▸ What you will do
Your task is to print all of the data below exactly, with no pictures included.

---- Records supplied

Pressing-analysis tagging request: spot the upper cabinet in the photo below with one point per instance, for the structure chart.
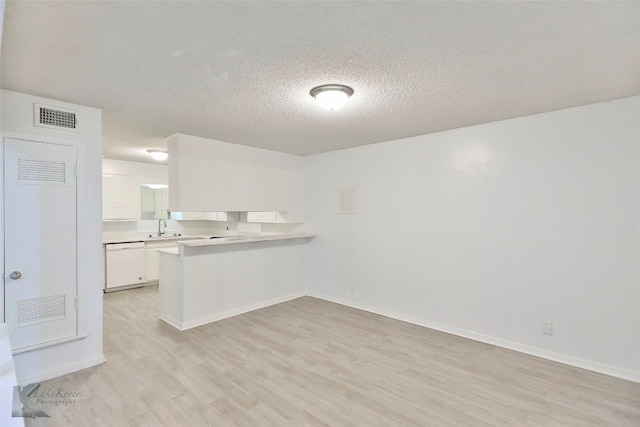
(154, 201)
(121, 198)
(207, 216)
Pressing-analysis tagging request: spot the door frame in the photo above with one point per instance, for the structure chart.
(81, 234)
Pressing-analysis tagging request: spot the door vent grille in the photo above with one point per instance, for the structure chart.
(55, 118)
(32, 171)
(43, 309)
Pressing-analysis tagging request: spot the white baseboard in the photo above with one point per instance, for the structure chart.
(182, 326)
(58, 371)
(533, 351)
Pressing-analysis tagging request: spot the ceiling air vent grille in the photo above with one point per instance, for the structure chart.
(55, 118)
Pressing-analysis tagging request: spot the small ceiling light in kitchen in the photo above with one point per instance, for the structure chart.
(158, 154)
(332, 96)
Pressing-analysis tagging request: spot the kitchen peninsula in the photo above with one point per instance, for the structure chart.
(205, 280)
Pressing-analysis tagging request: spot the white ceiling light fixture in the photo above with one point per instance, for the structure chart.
(158, 154)
(331, 96)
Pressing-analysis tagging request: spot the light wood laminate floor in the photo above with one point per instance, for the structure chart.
(309, 362)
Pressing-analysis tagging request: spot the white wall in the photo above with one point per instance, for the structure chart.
(153, 174)
(208, 175)
(490, 230)
(17, 121)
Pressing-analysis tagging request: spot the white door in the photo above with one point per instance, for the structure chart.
(40, 242)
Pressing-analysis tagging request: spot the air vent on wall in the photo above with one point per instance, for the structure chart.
(55, 118)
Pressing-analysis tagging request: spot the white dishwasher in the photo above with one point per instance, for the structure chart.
(126, 264)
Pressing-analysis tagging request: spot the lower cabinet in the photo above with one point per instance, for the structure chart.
(124, 264)
(153, 258)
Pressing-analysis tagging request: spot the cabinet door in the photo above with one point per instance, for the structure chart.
(262, 217)
(121, 198)
(125, 267)
(153, 259)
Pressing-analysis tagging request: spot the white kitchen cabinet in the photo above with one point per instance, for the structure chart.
(209, 216)
(125, 264)
(155, 201)
(265, 217)
(153, 257)
(121, 198)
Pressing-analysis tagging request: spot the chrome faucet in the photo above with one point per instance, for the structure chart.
(160, 221)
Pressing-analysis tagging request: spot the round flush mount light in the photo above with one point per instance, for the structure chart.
(158, 154)
(331, 96)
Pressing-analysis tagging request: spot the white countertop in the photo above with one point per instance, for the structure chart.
(195, 241)
(138, 237)
(262, 237)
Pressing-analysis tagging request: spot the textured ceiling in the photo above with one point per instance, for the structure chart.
(241, 71)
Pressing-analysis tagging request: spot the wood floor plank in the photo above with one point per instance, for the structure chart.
(308, 362)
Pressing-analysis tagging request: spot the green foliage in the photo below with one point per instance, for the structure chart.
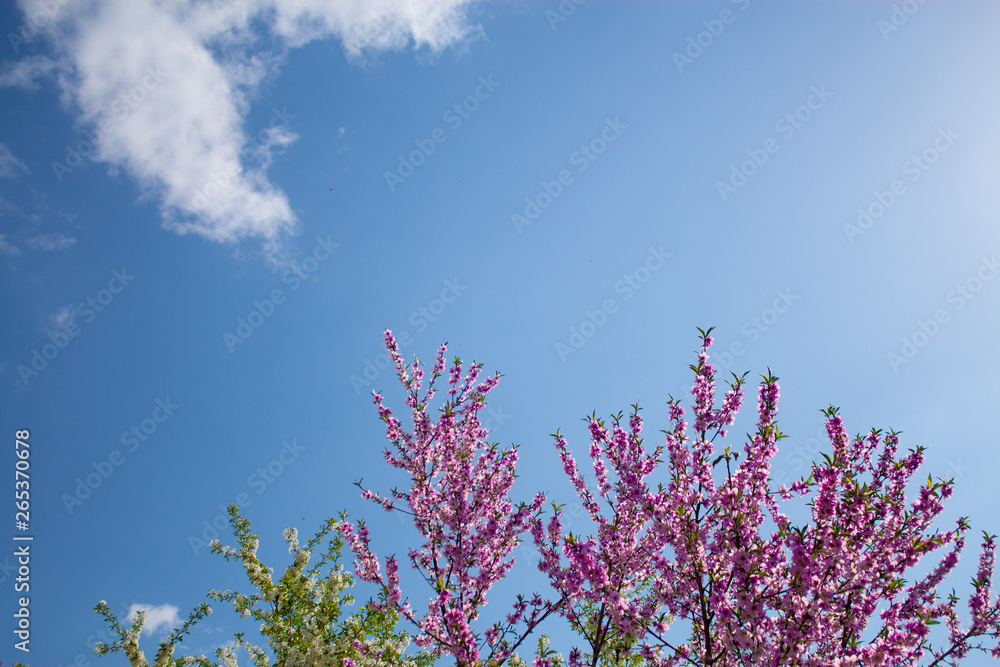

--------

▸ Task solution
Pressing-analysis tagging request: spot the upper cabinet in the photo below with one point per instance, for the structure chart.
(154, 201)
(121, 198)
(207, 216)
Pressing-analysis tagging request: spot the door frame in the photo above with one point per instance, for the structure chart.
(81, 234)
Pressing-analysis tagging request: spot the door vent grille in the photo above with one point per instance, for the structure chart.
(55, 118)
(32, 171)
(43, 309)
Pressing-analysis tagging request: spot the white baseboard in the photo above with one point per instance, for the structure chart.
(182, 326)
(58, 371)
(533, 351)
Pressing-analysis tagging request: spot the ceiling air vent grille in the photo above with one point per instance, for the structure chart.
(55, 118)
Pressing-analysis tagging request: spot the small ceiling light in kitchen in the photo above with one point per instance, for the structure chart.
(158, 154)
(332, 96)
Pressing-analysis tagging request: spot the kitchen peninsula in the photo above with one point per instance, for the structure chart.
(205, 280)
Pressing-analysis tagging request: spot the white ceiling light fixture in the photo above with one point per instance, for the structure chart.
(158, 154)
(331, 96)
Pressing-analysis tagging request: spot the light wood laminate floor in the photo above with one point per instance, for the structure chart.
(309, 362)
Pressing-analysis tagging request: spot the white wall in the photo above with one point per instance, for the structure chart.
(153, 174)
(208, 175)
(490, 230)
(17, 121)
Pressing-analysis tagging request: spot the white door in the photo above with one point per instance, for the structure chart.
(40, 242)
Pressing-analysis tagging request: spot the air vent on wall in the photo above with one point per instance, for the structure chart.
(55, 118)
Pressing-analysis tagging request: spot the white dishwasher in the photo above with one point per instance, for the structure chart.
(126, 264)
Pressing-analysis tagging request: spot the lower cabinet in the photo above with one point per instance, for the structure chart.
(124, 264)
(153, 258)
Pressing-analysis tagging request: spot the cabinet door in the photo above with one point per instance, for the structure chart.
(262, 217)
(121, 198)
(125, 267)
(153, 259)
Pressing-analysis tagging request: spot the white kitchen cabinet in the photo above with one point per instance, for the structure chart.
(209, 216)
(125, 264)
(155, 201)
(265, 217)
(153, 257)
(121, 198)
Pressing-analysis tagging request: spot the chrome faucet in the photo above with one point per instance, for the structure chart.
(160, 221)
Pressing-analysis tagging request: spot the round flush mount light in the photo above with one point per instance, for the structure chart.
(158, 154)
(331, 96)
Pressing-analysis tagging request: spot the white countertop in the photo above with one point per instance, for the structure chart.
(195, 241)
(138, 237)
(262, 237)
Pressing-analysis tagging request: spot the textured ceiling in the photo above with one point per instance, for the structure chart.
(241, 71)
Pressing-analysis tagging request: spot the wood floor plank in the photo above with one point per instance, for the structure chart.
(308, 362)
Pressing-analysis tagging request: spot the green foliage in the photo below with one point per instance, for the structure chart.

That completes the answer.